> Travail à faire:
(A) Répondez à ces questions d'après le texte sur les Ruffo et la première croisade :
(i) Combien de chevaliers d'Italie du Sud accompagnent Bohémond de Tarente ?
(ii) Dans quelle localité un croisé Ruffo a-t-il fait élever une chapelle ?
(iii) De qui Bohémond est-il le fils aîné ?
(B) Recopiez sans rien changer le passage du texte sur les Ruffo et la première croisade qui s'ouvre sur les mots « Chapitre VI » et se termine par « leur idéal chrétien. ».

> Texte fourni:
< Home page

Télécharger le livre au format PDF

    Téléchargez le livre !


 

Chapitre VI

 

Les Ruffo et la première Croisade

 

La première Croisade (1096-1101)

 

Une grande entreprise allait mobiliser la Chrétienté : libérer le tombeau du Christ à Jérusalem. Les Ruffo habitués à combattre les sarrasins qui menacent leurs côtes, ont toutes les raisons de s'engager dans cette guerre sainte. Formés à la discipline militaire normande, les jeunes chevaliers de la Famille auront répondu avec enthousiasme à un appel qui comble leurs ambitions et leur idéal chrétien.

 

En 1096, quatre armées occidentales vont se retrouver sous les murs de Constantinople. L'une d'elle est commandée par Bohémond de Tarente. Dix mille chevaliers et vingt mille fantassins d'Italie du Sud l'accompagnent. Nombre certainement exagéré comme tous les chiffres concernant cette croisade. Mais disons le tout de suite, beaucoup de croisés moururent dans cette guerre très dure. Comme il est émouvant de découvrir en Calabre cette chapelle, aujourd'hui hélas à l'abandon, élevée à Bovalino par un croisé Ruffo, rescapé de la glorieuse expédition. On dit qu'au XIIe siècle, les jeunes Ruffo se mariaient dans cette chapelle, en souvenir de l'ancêtre croisé.                                Chapelle de Bovalino >

 

Bohémond, le fils aîné de Robert Guiscard, suite aux intrigues de sa belle-mère, n'avait pas hérité des terres de son père. L'occasion est belle pour lui de se constituer un fief en Orient. Contrairement aux seigneurs français et allemands, il n'hésite pas à prêter serment en tant que vassal du Basileus Alexis Comnène, quitte à s'en dégager plus tard car il était sans scrupules.

> Données fournies:
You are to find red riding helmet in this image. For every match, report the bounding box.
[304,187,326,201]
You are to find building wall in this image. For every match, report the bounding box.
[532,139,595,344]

> Corrigé:
(A)
(i) Dix mille chevaliers.
(ii) À Bovalino, en Calabre.
(iii) De Robert Guiscard.

(B)
Chapitre VI

 

Les Ruffo et la première Croisade

 

La première Croisade (1096-1101)

 

Une grande entreprise allait mobiliser la Chrétienté : libérer le tombeau du Christ à Jérusalem. Les Ruffo habitués à combattre les sarrasins qui menacent leurs côtes, ont toutes les raisons de s'engager dans cette guerre sainte. Formés à la discipline militaire normande, les jeunes chevaliers de la Famille auront répondu avec enthousiasme à un appel qui comble leurs ambitions et leur idéal chrétien.